ATIVIDADES PROPOSTAS:
1. Responda, com base no texto sobre a OMS e a covid-19:
(a) Quantos países participam da GLOPID-R?
(b) Quem preside o Fundo de Resposta para a covid-19?
(c) Em quantos surtos com potencial pandêmico a OMS já havia coordenado esforços, e quais foram eles?
2. Prossiga a redação do texto sobre a OMS e a covid-19 a partir da última frase apresentada.

Em relação à covid-19, a OMS foi responsável pela identificação do surto, por videoconferências com médicos chineses, diretamente da província de Wuhan, onde a enfermidade se manifestou primeiramente, e por disseminar os mecanismos de tratamento indicados. Também é por intermédio da organização que são emitidos os principais boletins que indicam a distribuição geográfica dos casos, entre outras atribuições.

O destacado papel da OMS acontece em função da sua liderança na macrocoordenação de esforços internacionais, que tem passado pelos círculos paradiplomáticos da comunidade científica internacional até os círculos diplomáticos dos formadores de políticas públicas em diferentes países, engendrando assim um sistema de transparência e troca de informações, por meio tanto de relatórios diários da situação de difusão do novo coronavírus no mundo, quanto da promoção de conferências médicas e do apoio à Colaboração em Pesquisa Global para Preparação para Doenças Infecciosas (a GLOPID-R), uma iniciativa de 28 países, incluindo o Brasil, de financiamento emergencial de pesquisas no combate à covid-19.

Uma das medidas mais recentes da OMS foi o lançamento do Fundo de Resposta para a covid-19, arrecadando recursos de indivíduos, empresas e instituições para apoiar o enfrentamento da doença. Nas palavras da presidente do fundo, Elizabeth Cousens, “o argumento da cooperação global não poderia ser mais claro – as comunidades em todos os lugares são afetadas e as pessoas querem contribuir. Este novo fundo criará espaço para pessoas de todos os lugares, juntas, combaterem esse vírus”.

Mesmo que eventualmente criticada pelo lag temporal para declarar situação de pandemia global no mês de março de 2020, desde o início do surto na China no final de dezembro de 2019, a rápida e proativa diplomacia da saúde engendrada pela OMS em um contexto emergencial de difusão internacional do novo coronavírus não acontece por acaso. É, antes, o resultado da experiência em uma trajetória histórica em que essa organização internacional esteve previamente envolvida em esforços de macrocoordenação da governança da saúde global em seis surtos com potencial pandêmico (Sars, Mers, pólio, zika, H1N1 e ebola), previamente considerados casos de emergência internacional.

[Entradas salvas]

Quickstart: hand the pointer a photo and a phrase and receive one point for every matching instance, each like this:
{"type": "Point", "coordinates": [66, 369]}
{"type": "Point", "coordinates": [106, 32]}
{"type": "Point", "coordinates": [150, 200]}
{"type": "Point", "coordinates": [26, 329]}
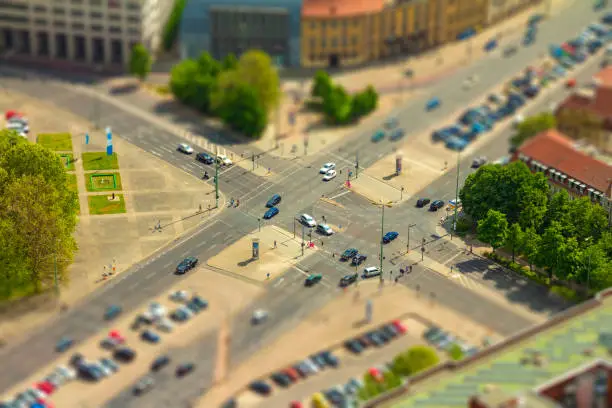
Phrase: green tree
{"type": "Point", "coordinates": [242, 110]}
{"type": "Point", "coordinates": [229, 63]}
{"type": "Point", "coordinates": [532, 126]}
{"type": "Point", "coordinates": [515, 239]}
{"type": "Point", "coordinates": [415, 360]}
{"type": "Point", "coordinates": [456, 353]}
{"type": "Point", "coordinates": [337, 106]}
{"type": "Point", "coordinates": [255, 68]}
{"type": "Point", "coordinates": [322, 85]}
{"type": "Point", "coordinates": [140, 62]}
{"type": "Point", "coordinates": [173, 23]}
{"type": "Point", "coordinates": [531, 246]}
{"type": "Point", "coordinates": [493, 229]}
{"type": "Point", "coordinates": [550, 252]}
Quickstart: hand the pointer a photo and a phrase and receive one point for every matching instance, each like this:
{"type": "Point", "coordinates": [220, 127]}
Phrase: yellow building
{"type": "Point", "coordinates": [349, 32]}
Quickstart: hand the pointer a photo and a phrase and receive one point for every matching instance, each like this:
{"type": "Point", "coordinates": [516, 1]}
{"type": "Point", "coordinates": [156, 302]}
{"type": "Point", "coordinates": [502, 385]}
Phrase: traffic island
{"type": "Point", "coordinates": [103, 182]}
{"type": "Point", "coordinates": [257, 258]}
{"type": "Point", "coordinates": [106, 204]}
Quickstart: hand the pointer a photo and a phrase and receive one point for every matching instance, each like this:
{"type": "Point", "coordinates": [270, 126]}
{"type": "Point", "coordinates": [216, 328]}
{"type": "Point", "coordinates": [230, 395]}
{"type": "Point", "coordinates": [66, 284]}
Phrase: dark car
{"type": "Point", "coordinates": [359, 259]}
{"type": "Point", "coordinates": [205, 158]}
{"type": "Point", "coordinates": [422, 202]}
{"type": "Point", "coordinates": [150, 336]}
{"type": "Point", "coordinates": [274, 200]}
{"type": "Point", "coordinates": [159, 363]}
{"type": "Point", "coordinates": [348, 254]}
{"type": "Point", "coordinates": [184, 369]}
{"type": "Point", "coordinates": [271, 213]}
{"type": "Point", "coordinates": [348, 279]}
{"type": "Point", "coordinates": [397, 134]}
{"type": "Point", "coordinates": [186, 265]}
{"type": "Point", "coordinates": [64, 344]}
{"type": "Point", "coordinates": [390, 236]}
{"type": "Point", "coordinates": [261, 388]}
{"type": "Point", "coordinates": [112, 312]}
{"type": "Point", "coordinates": [124, 354]}
{"type": "Point", "coordinates": [436, 205]}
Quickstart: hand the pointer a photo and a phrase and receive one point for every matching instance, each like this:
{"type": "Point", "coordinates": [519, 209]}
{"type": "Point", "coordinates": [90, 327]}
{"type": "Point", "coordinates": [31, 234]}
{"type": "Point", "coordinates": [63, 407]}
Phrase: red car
{"type": "Point", "coordinates": [401, 327]}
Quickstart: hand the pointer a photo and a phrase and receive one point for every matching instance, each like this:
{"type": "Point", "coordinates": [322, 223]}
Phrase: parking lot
{"type": "Point", "coordinates": [224, 295]}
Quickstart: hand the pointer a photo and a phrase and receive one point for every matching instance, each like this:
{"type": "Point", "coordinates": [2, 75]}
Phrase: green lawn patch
{"type": "Point", "coordinates": [100, 161]}
{"type": "Point", "coordinates": [72, 183]}
{"type": "Point", "coordinates": [68, 160]}
{"type": "Point", "coordinates": [55, 141]}
{"type": "Point", "coordinates": [103, 182]}
{"type": "Point", "coordinates": [101, 204]}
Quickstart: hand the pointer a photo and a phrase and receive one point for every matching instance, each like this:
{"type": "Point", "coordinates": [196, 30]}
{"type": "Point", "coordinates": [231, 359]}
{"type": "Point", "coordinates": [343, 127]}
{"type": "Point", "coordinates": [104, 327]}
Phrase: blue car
{"type": "Point", "coordinates": [271, 213]}
{"type": "Point", "coordinates": [390, 236]}
{"type": "Point", "coordinates": [432, 104]}
{"type": "Point", "coordinates": [274, 200]}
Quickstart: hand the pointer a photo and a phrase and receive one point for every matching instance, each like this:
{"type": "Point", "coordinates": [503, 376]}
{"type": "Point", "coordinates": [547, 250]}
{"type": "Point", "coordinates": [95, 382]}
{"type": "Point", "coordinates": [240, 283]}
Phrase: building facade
{"type": "Point", "coordinates": [343, 32]}
{"type": "Point", "coordinates": [97, 33]}
{"type": "Point", "coordinates": [224, 27]}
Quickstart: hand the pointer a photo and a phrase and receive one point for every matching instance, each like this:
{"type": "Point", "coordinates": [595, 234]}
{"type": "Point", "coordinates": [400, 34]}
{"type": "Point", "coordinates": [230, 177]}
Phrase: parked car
{"type": "Point", "coordinates": [348, 279]}
{"type": "Point", "coordinates": [370, 272]}
{"type": "Point", "coordinates": [390, 236]}
{"type": "Point", "coordinates": [327, 167]}
{"type": "Point", "coordinates": [205, 158]}
{"type": "Point", "coordinates": [270, 213]}
{"type": "Point", "coordinates": [325, 229]}
{"type": "Point", "coordinates": [186, 265]}
{"type": "Point", "coordinates": [273, 201]}
{"type": "Point", "coordinates": [313, 279]}
{"type": "Point", "coordinates": [348, 254]}
{"type": "Point", "coordinates": [422, 202]}
{"type": "Point", "coordinates": [436, 205]}
{"type": "Point", "coordinates": [185, 148]}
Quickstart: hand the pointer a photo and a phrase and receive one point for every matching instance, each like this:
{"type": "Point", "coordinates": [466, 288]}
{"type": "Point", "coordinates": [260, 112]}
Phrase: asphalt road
{"type": "Point", "coordinates": [298, 184]}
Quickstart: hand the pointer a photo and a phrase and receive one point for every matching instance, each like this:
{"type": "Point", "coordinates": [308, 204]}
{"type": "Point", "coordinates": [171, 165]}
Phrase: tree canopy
{"type": "Point", "coordinates": [37, 217]}
{"type": "Point", "coordinates": [140, 62]}
{"type": "Point", "coordinates": [532, 126]}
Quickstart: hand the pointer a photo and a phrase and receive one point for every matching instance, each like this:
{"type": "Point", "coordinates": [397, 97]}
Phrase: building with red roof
{"type": "Point", "coordinates": [566, 167]}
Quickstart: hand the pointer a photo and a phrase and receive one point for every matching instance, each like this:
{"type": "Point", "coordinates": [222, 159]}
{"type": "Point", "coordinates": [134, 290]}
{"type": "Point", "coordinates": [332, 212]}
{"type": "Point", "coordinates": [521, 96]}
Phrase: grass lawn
{"type": "Point", "coordinates": [68, 160]}
{"type": "Point", "coordinates": [102, 182]}
{"type": "Point", "coordinates": [100, 161]}
{"type": "Point", "coordinates": [71, 181]}
{"type": "Point", "coordinates": [55, 141]}
{"type": "Point", "coordinates": [101, 204]}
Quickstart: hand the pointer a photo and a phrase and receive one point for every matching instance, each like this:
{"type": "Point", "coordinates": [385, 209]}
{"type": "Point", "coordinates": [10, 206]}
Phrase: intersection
{"type": "Point", "coordinates": [300, 185]}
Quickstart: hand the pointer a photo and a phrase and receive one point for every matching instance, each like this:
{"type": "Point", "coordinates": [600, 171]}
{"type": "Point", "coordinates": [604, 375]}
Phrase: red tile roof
{"type": "Point", "coordinates": [553, 149]}
{"type": "Point", "coordinates": [340, 8]}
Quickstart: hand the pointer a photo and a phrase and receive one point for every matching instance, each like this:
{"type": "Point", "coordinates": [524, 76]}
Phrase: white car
{"type": "Point", "coordinates": [185, 148]}
{"type": "Point", "coordinates": [224, 160]}
{"type": "Point", "coordinates": [329, 175]}
{"type": "Point", "coordinates": [308, 220]}
{"type": "Point", "coordinates": [259, 316]}
{"type": "Point", "coordinates": [327, 167]}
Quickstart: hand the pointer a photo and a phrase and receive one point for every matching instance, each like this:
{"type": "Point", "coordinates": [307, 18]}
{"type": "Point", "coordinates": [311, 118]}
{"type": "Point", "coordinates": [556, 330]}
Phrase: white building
{"type": "Point", "coordinates": [97, 33]}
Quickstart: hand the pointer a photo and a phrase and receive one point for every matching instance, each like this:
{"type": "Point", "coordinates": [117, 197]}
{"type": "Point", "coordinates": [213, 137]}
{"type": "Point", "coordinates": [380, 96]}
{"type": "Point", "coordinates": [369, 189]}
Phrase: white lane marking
{"type": "Point", "coordinates": [340, 194]}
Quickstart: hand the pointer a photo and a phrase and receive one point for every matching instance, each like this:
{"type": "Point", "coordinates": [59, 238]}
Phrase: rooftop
{"type": "Point", "coordinates": [340, 8]}
{"type": "Point", "coordinates": [561, 343]}
{"type": "Point", "coordinates": [555, 150]}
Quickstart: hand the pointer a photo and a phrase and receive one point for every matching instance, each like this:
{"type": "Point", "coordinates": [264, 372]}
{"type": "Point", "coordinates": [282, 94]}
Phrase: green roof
{"type": "Point", "coordinates": [562, 348]}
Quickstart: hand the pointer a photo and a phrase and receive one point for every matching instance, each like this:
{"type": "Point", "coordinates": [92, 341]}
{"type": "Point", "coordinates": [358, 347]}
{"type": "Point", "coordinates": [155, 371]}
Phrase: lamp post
{"type": "Point", "coordinates": [456, 196]}
{"type": "Point", "coordinates": [382, 232]}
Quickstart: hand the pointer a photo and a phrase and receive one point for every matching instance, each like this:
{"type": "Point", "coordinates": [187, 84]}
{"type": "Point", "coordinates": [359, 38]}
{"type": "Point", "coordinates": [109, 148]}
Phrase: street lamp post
{"type": "Point", "coordinates": [456, 196]}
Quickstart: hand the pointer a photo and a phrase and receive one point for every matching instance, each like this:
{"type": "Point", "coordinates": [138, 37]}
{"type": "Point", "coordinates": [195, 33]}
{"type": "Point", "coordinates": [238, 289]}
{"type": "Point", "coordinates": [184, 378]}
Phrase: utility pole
{"type": "Point", "coordinates": [408, 239]}
{"type": "Point", "coordinates": [456, 196]}
{"type": "Point", "coordinates": [217, 178]}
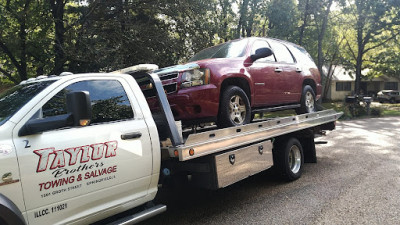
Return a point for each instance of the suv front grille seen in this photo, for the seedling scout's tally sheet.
(168, 76)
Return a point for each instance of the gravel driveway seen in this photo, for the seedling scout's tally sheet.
(356, 181)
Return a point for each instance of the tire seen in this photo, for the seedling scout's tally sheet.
(307, 101)
(288, 158)
(234, 109)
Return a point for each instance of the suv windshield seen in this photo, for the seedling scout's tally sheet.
(226, 50)
(13, 99)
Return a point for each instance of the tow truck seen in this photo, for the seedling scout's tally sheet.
(78, 148)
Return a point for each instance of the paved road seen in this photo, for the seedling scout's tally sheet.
(356, 181)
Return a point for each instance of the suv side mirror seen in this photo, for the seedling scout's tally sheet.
(261, 53)
(79, 114)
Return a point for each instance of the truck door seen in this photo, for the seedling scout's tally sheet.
(77, 171)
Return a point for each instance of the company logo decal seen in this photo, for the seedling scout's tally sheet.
(75, 167)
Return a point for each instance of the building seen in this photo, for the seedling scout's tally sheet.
(343, 84)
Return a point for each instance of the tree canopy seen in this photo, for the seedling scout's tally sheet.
(51, 36)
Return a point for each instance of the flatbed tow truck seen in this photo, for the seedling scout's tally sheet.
(84, 164)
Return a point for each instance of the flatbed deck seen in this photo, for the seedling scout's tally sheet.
(209, 142)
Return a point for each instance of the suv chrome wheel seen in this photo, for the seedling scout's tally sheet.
(234, 109)
(294, 159)
(237, 109)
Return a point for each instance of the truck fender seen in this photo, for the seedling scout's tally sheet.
(9, 212)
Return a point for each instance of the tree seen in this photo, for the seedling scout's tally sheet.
(376, 23)
(23, 31)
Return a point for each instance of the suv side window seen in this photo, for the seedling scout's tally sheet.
(281, 52)
(262, 44)
(302, 56)
(108, 99)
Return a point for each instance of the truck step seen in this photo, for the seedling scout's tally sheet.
(141, 216)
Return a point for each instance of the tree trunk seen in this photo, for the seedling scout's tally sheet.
(304, 25)
(242, 19)
(321, 36)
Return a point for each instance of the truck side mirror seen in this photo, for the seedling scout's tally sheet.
(79, 114)
(261, 53)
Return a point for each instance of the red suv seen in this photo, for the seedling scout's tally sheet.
(230, 82)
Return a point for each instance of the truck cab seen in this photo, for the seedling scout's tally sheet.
(85, 169)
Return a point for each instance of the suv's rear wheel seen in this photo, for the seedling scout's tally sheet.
(234, 109)
(307, 102)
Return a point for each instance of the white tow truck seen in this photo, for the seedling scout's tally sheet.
(78, 148)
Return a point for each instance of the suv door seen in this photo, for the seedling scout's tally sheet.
(290, 85)
(77, 171)
(264, 77)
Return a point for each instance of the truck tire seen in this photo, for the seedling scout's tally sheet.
(288, 158)
(234, 109)
(307, 101)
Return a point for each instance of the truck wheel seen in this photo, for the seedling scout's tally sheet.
(234, 108)
(288, 158)
(307, 101)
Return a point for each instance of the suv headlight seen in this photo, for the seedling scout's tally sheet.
(195, 77)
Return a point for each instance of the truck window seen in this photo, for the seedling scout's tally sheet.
(15, 98)
(108, 98)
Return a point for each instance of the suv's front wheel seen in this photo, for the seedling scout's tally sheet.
(307, 102)
(234, 109)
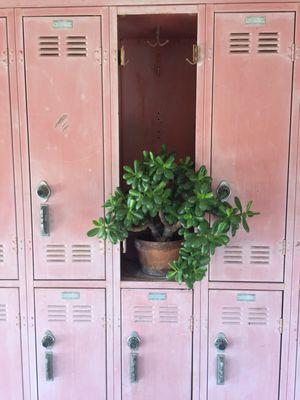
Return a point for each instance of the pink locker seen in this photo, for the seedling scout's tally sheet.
(10, 345)
(244, 344)
(63, 69)
(250, 136)
(8, 251)
(71, 343)
(156, 344)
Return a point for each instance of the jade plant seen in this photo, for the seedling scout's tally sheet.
(173, 200)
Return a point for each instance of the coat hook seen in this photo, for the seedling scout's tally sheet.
(196, 55)
(158, 42)
(123, 61)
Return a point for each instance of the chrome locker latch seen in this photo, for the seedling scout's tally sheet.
(221, 344)
(43, 191)
(133, 342)
(44, 220)
(48, 341)
(223, 191)
(220, 369)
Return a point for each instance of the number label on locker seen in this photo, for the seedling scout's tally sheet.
(70, 342)
(65, 133)
(157, 344)
(250, 136)
(244, 344)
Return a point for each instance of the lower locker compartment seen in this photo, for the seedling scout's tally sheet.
(156, 344)
(244, 344)
(71, 344)
(10, 345)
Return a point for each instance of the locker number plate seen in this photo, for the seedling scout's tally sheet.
(157, 296)
(246, 297)
(62, 24)
(255, 20)
(70, 295)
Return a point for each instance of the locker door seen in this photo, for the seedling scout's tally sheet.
(250, 322)
(65, 128)
(8, 253)
(161, 365)
(10, 346)
(74, 366)
(250, 135)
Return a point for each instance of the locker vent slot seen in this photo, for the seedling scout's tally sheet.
(260, 255)
(1, 253)
(169, 314)
(143, 314)
(57, 313)
(3, 313)
(239, 43)
(49, 46)
(81, 253)
(56, 253)
(257, 316)
(268, 42)
(82, 313)
(76, 46)
(233, 255)
(231, 315)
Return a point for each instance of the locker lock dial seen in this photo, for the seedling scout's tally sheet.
(221, 342)
(48, 340)
(223, 191)
(43, 191)
(134, 341)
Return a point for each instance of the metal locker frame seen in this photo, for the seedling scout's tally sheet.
(291, 286)
(84, 283)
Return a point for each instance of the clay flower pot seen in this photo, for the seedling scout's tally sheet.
(155, 257)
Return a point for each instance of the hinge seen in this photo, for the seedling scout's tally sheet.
(191, 323)
(99, 55)
(281, 326)
(197, 55)
(283, 247)
(122, 57)
(295, 52)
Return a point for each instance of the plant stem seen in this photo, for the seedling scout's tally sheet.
(169, 230)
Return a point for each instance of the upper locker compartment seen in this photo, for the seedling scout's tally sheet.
(65, 128)
(8, 251)
(250, 136)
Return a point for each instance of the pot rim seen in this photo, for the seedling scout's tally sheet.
(140, 243)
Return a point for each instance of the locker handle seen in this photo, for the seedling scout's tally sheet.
(49, 365)
(220, 369)
(133, 342)
(44, 220)
(133, 367)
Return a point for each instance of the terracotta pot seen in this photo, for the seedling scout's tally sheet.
(155, 257)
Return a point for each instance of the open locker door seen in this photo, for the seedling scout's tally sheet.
(8, 236)
(252, 84)
(63, 70)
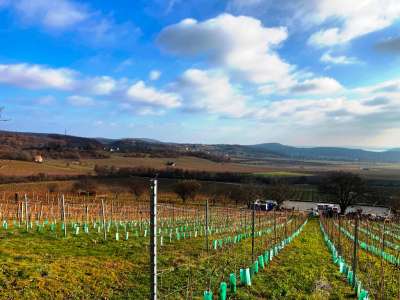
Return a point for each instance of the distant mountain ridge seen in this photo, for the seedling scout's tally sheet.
(329, 153)
(92, 147)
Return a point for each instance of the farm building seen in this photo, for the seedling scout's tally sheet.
(171, 164)
(38, 159)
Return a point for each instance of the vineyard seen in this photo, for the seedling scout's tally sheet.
(70, 246)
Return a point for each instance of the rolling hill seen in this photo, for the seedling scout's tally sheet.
(17, 145)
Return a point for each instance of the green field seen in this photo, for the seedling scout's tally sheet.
(49, 266)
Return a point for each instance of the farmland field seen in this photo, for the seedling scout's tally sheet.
(268, 168)
(52, 249)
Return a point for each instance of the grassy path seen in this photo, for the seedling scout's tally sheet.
(304, 270)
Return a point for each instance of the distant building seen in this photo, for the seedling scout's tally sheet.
(171, 164)
(38, 159)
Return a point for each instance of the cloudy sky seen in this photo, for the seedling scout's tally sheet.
(299, 72)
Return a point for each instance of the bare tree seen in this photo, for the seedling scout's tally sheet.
(187, 189)
(138, 188)
(1, 113)
(347, 188)
(279, 190)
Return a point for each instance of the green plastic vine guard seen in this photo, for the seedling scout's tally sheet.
(232, 282)
(247, 277)
(363, 295)
(207, 295)
(261, 261)
(222, 291)
(242, 277)
(266, 257)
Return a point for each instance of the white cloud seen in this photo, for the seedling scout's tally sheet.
(46, 100)
(355, 19)
(211, 92)
(154, 74)
(327, 57)
(102, 85)
(77, 100)
(310, 86)
(37, 77)
(318, 86)
(240, 44)
(59, 14)
(141, 93)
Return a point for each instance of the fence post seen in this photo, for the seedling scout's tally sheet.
(252, 231)
(275, 237)
(382, 261)
(153, 239)
(355, 245)
(207, 245)
(26, 213)
(340, 235)
(104, 219)
(63, 214)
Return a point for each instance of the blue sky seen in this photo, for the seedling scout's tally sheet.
(302, 72)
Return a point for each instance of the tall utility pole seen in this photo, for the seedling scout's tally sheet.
(207, 245)
(153, 238)
(355, 245)
(252, 231)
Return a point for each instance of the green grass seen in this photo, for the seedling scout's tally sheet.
(41, 266)
(303, 270)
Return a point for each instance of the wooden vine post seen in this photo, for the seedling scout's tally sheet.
(153, 239)
(355, 246)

GABARITO:
1.
(a) 28 países, entre eles o Brasil.
(b) Elizabeth Cousens.
(c) Em seis surtos: Sars, Mers, pólio, zika, H1N1 e ebola.

2.
Esse perfil de atuação da OMS está fundamentado em sua própria constituição, que destaca entre seus princípios que “a saúde de todos os povos é uma condição fundamental para se alcançar a paz e a segurança e depende da mais estreita cooperação dos indivíduos e dos Estados”. A atual onda “antiglobalista” tem buscado minimizar a importância da OMS e de outras organizações internacionais, sacrificando parte da cooperação internacional em saúde. A argumentação de que as organizações internacionais são desperdício de dinheiro público e que podem ser substituídas por fóruns de discussão sem sede fixa simplifica um mundo bem mais complexo. As instituições possuem papel fundamental na confiança entre os Estados, sendo responsáveis por acrescentar confiança nas relações internacionais. A OMS foi um agente facilitador para possibilitar que países com regimes políticos mais fechados, como a China e o Irã, colaborassem. Com a ação da agência, a Comissão Nacional de Saúde da China compartilhou informações sobre a epidemia em seu território. No caso do Irã, em que as informações são ainda mais restritas, a OMS enviou uma missão científica para atuar junto ao governo daquele país.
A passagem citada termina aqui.